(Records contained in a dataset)
▽

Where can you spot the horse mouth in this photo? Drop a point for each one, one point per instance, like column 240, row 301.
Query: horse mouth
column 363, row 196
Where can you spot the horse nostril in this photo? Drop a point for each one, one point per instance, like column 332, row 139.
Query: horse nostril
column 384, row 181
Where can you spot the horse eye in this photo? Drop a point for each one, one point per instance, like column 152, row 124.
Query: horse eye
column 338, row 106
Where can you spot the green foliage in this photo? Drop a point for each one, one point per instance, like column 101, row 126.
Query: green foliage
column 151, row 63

△

> [WORK REQUIRED]: Retype the entries above exactly as they appear.

> [TASK OUTPUT]:
Where can you spot the horse mouth in this photo? Drop a point for each one, one point per instance, like column 240, row 301.
Query: horse mouth
column 363, row 196
Where can you spot the horse nostril in this photo? Drop a point for each one, one point per instance, like column 332, row 139.
Query: horse nostril
column 384, row 181
Where can you spot the horse eye in this photo? Drop a point for each one, one point per instance, like column 152, row 124.
Query: horse eye
column 338, row 106
Where can you spot the green foliage in this photo? Drop a point for each one, one point per instance, like column 101, row 126.
Query: green foliage
column 151, row 63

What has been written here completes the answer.